"Menschen, aus denen nichts Rechtes oder nicht annähernd das von ihnen Gemeinte wurde, haben den Wiedersehenstrieb im Exzeß. (...) Und vor allem hat das Wiedersehen mit ebenso völlig erloschener wie glänzend gewesener Vergangenheit etwas von dem Mitleid mit sich selbst, das sich in der üblichen Rührung dieser Augenblicke kenntlich macht. Dann erst bildet sich die allerschlimmste Katastrophe, der völlig luftleere Raum: nämlich das Wiedersehen mit Ruinen und nichts als Eingekapselten darin wird leicht zum Abschied von sich selbst, als von jenem, der nicht wurde. Ein Toter ist dann zurückgekehrt, der in den Zimmern Briefe an längst Verstorbene abgibt."

-------

Arbeitsanweisung: Schreibe den Textabschnitt über das Wiedersehen mit der Vergangenheit vollständig und Wort für Wort ab. Die anschließenden Zeilen sind vom Textabschnitt getrenntes, eigenständiges Material.

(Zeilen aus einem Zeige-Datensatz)
-------

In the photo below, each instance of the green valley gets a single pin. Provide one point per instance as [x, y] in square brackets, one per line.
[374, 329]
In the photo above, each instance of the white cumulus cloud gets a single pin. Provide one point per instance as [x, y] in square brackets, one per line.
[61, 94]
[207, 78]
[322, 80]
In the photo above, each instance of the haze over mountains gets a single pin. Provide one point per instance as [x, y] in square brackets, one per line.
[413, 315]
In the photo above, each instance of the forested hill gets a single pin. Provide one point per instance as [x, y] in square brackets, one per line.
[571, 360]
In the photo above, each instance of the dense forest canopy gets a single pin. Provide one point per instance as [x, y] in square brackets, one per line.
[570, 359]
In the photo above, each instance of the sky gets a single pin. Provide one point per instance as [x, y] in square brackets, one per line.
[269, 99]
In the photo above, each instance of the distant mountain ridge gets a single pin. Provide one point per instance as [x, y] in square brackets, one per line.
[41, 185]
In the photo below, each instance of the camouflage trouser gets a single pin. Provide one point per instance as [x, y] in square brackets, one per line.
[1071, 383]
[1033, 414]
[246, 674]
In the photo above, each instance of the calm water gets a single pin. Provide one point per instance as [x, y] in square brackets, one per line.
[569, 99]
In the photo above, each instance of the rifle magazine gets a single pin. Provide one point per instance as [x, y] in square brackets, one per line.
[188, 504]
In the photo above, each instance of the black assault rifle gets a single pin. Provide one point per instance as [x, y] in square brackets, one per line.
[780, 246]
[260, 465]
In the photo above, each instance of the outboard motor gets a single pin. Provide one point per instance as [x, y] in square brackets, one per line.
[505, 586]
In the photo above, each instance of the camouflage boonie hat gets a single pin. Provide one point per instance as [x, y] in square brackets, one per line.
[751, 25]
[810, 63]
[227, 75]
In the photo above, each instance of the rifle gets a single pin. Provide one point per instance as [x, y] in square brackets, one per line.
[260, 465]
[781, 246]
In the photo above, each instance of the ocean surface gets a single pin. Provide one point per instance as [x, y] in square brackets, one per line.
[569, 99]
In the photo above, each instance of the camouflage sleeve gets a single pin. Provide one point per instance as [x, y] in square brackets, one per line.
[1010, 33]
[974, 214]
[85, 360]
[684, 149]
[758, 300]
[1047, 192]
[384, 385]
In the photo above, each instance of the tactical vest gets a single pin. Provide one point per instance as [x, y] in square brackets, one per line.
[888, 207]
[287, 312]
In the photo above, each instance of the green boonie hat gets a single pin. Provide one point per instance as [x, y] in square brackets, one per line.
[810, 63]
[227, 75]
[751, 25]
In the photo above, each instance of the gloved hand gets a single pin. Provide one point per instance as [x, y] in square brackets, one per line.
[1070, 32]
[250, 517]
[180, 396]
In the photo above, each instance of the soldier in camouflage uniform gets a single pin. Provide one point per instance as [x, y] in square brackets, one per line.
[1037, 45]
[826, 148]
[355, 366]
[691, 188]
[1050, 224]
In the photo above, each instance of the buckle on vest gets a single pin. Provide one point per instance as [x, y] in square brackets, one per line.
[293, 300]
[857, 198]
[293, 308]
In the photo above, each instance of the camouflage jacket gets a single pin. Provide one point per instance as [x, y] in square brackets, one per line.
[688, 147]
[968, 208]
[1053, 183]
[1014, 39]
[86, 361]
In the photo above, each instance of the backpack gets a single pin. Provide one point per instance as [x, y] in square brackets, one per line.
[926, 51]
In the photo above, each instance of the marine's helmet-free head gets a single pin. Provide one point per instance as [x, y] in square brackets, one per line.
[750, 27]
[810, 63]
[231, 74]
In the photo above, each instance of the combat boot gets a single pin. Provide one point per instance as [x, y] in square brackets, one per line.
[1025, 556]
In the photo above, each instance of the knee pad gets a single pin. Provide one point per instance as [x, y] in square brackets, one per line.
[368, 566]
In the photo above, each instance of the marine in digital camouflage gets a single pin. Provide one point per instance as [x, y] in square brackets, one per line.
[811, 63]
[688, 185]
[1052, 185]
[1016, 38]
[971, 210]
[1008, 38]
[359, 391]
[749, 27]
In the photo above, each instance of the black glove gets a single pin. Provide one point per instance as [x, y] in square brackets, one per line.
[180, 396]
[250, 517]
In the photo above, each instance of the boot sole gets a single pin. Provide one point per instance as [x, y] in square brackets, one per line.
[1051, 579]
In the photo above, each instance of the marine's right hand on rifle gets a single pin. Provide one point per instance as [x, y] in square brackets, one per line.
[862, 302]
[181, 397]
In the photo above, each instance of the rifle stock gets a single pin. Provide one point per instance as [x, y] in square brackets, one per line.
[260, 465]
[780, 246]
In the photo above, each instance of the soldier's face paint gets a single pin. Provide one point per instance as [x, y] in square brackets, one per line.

-------

Schriftliche Antwort:
"Menschen, aus denen nichts Rechtes oder nicht annähernd das von ihnen Gemeinte wurde, haben den Wiedersehenstrieb im Exzeß. (...) Und vor allem hat das Wiedersehen mit ebenso völlig erloschener wie glänzend gewesener Vergangenheit etwas von dem Mitleid mit sich selbst, das sich in der üblichen Rührung dieser Augenblicke kenntlich macht. Dann erst bildet sich die allerschlimmste Katastrophe, der völlig luftleere Raum: nämlich das Wiedersehen mit Ruinen und nichts als Eingekapselten darin wird leicht zum Abschied von sich selbst, als von jenem, der nicht wurde. Ein Toter ist dann zurückgekehrt, der in den Zimmern Briefe an längst Verstorbene abgibt."